Set exercise: Reproduce every one of the entries below word for word, keeping their order.

start Materials provided

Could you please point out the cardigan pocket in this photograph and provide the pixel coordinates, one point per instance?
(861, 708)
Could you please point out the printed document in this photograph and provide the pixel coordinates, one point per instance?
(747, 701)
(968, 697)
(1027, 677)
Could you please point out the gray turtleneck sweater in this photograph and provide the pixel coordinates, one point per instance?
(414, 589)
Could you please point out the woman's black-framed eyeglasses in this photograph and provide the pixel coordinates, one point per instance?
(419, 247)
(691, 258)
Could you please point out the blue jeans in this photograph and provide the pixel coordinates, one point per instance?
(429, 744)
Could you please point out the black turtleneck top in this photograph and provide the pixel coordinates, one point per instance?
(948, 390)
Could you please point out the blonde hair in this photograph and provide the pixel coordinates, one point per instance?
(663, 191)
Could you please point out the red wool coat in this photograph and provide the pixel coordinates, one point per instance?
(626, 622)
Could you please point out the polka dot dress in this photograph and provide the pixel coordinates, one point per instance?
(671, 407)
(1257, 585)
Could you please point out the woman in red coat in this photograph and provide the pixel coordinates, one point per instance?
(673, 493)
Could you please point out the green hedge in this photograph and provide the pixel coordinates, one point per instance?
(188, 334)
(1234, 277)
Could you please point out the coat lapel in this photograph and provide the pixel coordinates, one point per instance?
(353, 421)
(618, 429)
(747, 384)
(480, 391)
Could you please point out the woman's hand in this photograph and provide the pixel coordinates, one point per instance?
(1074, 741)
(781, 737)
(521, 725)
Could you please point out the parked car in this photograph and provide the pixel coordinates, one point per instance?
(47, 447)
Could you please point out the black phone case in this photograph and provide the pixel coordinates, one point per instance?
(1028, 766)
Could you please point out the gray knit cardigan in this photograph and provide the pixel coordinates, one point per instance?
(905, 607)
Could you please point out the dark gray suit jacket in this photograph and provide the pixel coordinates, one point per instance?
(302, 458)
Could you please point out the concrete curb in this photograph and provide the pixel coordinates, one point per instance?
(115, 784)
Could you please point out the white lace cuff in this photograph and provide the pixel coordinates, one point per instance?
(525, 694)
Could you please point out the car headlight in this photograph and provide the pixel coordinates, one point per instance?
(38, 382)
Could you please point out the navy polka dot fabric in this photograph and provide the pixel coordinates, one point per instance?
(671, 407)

end Materials provided

Finished answer:
Could you please point out the cardigan pocket in this photograph and provide the pixel coordinates, one point per instance?
(861, 708)
Could you please point out the printed document in this photograph and provide the pixel coordinates, one point per instance?
(747, 701)
(968, 697)
(1027, 677)
Could you please point out the gray turtleneck sweater in this photograph and provide the pixel coordinates, one point per instance?
(414, 589)
Could you please point out the woman's black-framed eyeglasses in this photograph and provide the pixel coordinates, one point per instance?
(419, 247)
(691, 258)
Could you please point out the blue jeans in this photograph and provide the pixel coordinates, one point per instance?
(429, 744)
Could you please point out the black turtleneck top in this photograph and provide the pixel coordinates, one point per instance?
(948, 390)
Could you please point out the blonde hair in this photograph and provide the pixel coordinates, one point per instance?
(663, 191)
Could you please point out the red wool coat in this photograph and provide the pixel coordinates, one point per instance?
(626, 622)
Could you please point out the polka dot dress in this photograph and provide the pixel coordinates, one point per instance?
(671, 407)
(1257, 585)
Could you please point out the woman in red coat in this photograph and provide the pixel coordinates, one point per instance?
(673, 493)
Could you please point out the green hedge in this photograph and provide the pixel coordinates, one point per instance?
(188, 334)
(1234, 277)
Could you please point out the coat lapel in this photograph and provide the pixel coordinates, one point per instance?
(353, 421)
(618, 429)
(747, 384)
(480, 391)
Could you please point out the woman's hand in this photograph and provide the pixel coordinates, one point per instance?
(1074, 741)
(781, 737)
(521, 725)
Could you please point out the parked car in this photograph and provide the pixel coordinates, one point per instance?
(47, 447)
Could you please point out the black phone case in this photograph and provide the pixel coordinates, one point per instance?
(1028, 766)
Could you please point out the gray knit cardigan in this photograph and provide the pixel coordinates, one point per instance?
(905, 607)
Could you please point out the dark gray suit jacket in this photograph and provide the pixel coordinates, one point per instance?
(302, 458)
Could you please point out the concrete curb in this photograph and provide the pixel coordinates, one point per instance?
(115, 784)
Could you please point out the white lace cuff in this photograph and provide the pixel coordinates, one point per instance?
(525, 694)
Could you please point out the car headlight in this photograph and provide the pixel coordinates, one point per instance?
(38, 382)
Could you please point out the navy polka dot fabric in this photograph and provide the pixel coordinates, one point per instance?
(671, 407)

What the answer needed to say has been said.